◆ Фрагмент документа:

Выбрать главу

Палицын писал:

«Вся 3-х летняя война дала нам яркие доказательства не только импотенции военной мысли, сколько импотенции в исполнении. По-крайней мере у нас все являлось сложным, трудным до невозможности, кроме одного – отдачи приказа об атаке, когда без всякой надежды на успех гибли и калечились сотни тысяч».

Возможность революции в других странах – участниках войны генералом не отвергалась, но и в эти выкладки были внесены коррективы:

«В начале войны, в 1914 г., я высказал мысль, что Германия будет побеждена, когда это захочет народ, т. е. когда он восстанет против власти. Теперь, после 4½ месяцев со дня революции и на основании всего пережитого я думаю, что германский народ никогда не восстанет, а после нашей революции тем более… Победа Германии – улучшение положения рабочего, а вместе с тем улучшение социального положения трудящихся классов. И это немцы сознают ясно».

«Русский человек иного склада и души, и дисциплину нужно достигать иными путями. Строгостью, но справедливостью… Немец храбр, в общем послушен, но наш, в единицах и в массах, храбрее, самоотверженнее и до сих пор был послушнее. Перед нами факты, что он может исполнить то, чего современный культурный человек, в массе, не может исполнить, но мы этой особенностью как-то не пользуемся».

Как и многие военные, Палицын должен был определить и свое место во взбаламученной революционным вихрем стране, и он находит для себя нужные слова и записывает их в дневник:

«Мое отношение к Временному правительству ясно… Я присягал ему и буду служить ему верой… Не по присяге только, а по любви и по осознанию пользы Отечеству. …Обратиться в крайнего я не могу, но желать, чтобы Россия жила в свободе и порядке, желаю, и буду способствовать, сколько хватит сил».

Однако столкновение с революционной действительностью в Петрограде поставило крест на возможности непосредственного служения стране, вернувшись в Россию. Приехав на несколько дней в Петроград, Палицын на месте в этом убедился.

«Все мои проекты обосноваться в России, вне Петрограда, рухнули, и я пришел к выводу, что лучше всего переждать год или 1½ во Франции, где, кроме того, могу работать, помогая Павлу Игнатьеву по разведочной части».

Приняв в начале 1917 года участие в проверке работы Русской миссии в Межсоюзническом комитете, Палицын планировал заняться военной разведкой, но заключение Брестского мира заставило отказаться его от этих планов[18].

Но больше всего Палицына занимали вопросы, связанные с необратимыми революционными изменениями в России.

◆ Задания:
**a.** Замените в фрагменте о Палицыне «Палицын» на «генерал» и приведите текст от слов «Однако столкновение с» до слов «в этом убедился.» включительно.
**b.** Чем, согласно фрагменту о Палицыне, он планировал заняться после участия в проверке работы Русской миссии в Межсоюзническом комитете?

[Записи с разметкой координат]
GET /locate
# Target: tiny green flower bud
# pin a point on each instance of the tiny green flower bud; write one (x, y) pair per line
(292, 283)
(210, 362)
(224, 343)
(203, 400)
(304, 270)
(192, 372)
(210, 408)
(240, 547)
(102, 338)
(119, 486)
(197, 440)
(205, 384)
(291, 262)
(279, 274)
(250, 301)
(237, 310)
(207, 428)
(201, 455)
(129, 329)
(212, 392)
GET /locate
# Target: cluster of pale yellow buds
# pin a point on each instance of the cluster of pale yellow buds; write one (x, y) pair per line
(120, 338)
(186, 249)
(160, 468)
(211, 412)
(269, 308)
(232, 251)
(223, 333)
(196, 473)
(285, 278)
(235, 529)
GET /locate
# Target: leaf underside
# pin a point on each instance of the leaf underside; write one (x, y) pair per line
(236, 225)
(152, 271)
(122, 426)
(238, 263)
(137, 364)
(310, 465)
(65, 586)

◆ Ответы:
**a.**
Однако столкновение с революционной действительностью в Петрограде поставило крест на возможности непосредственного служения стране, вернувшись в Россию. Приехав на несколько дней в Петроград, генерал на месте в этом убедился.

**b.** Военной разведкой.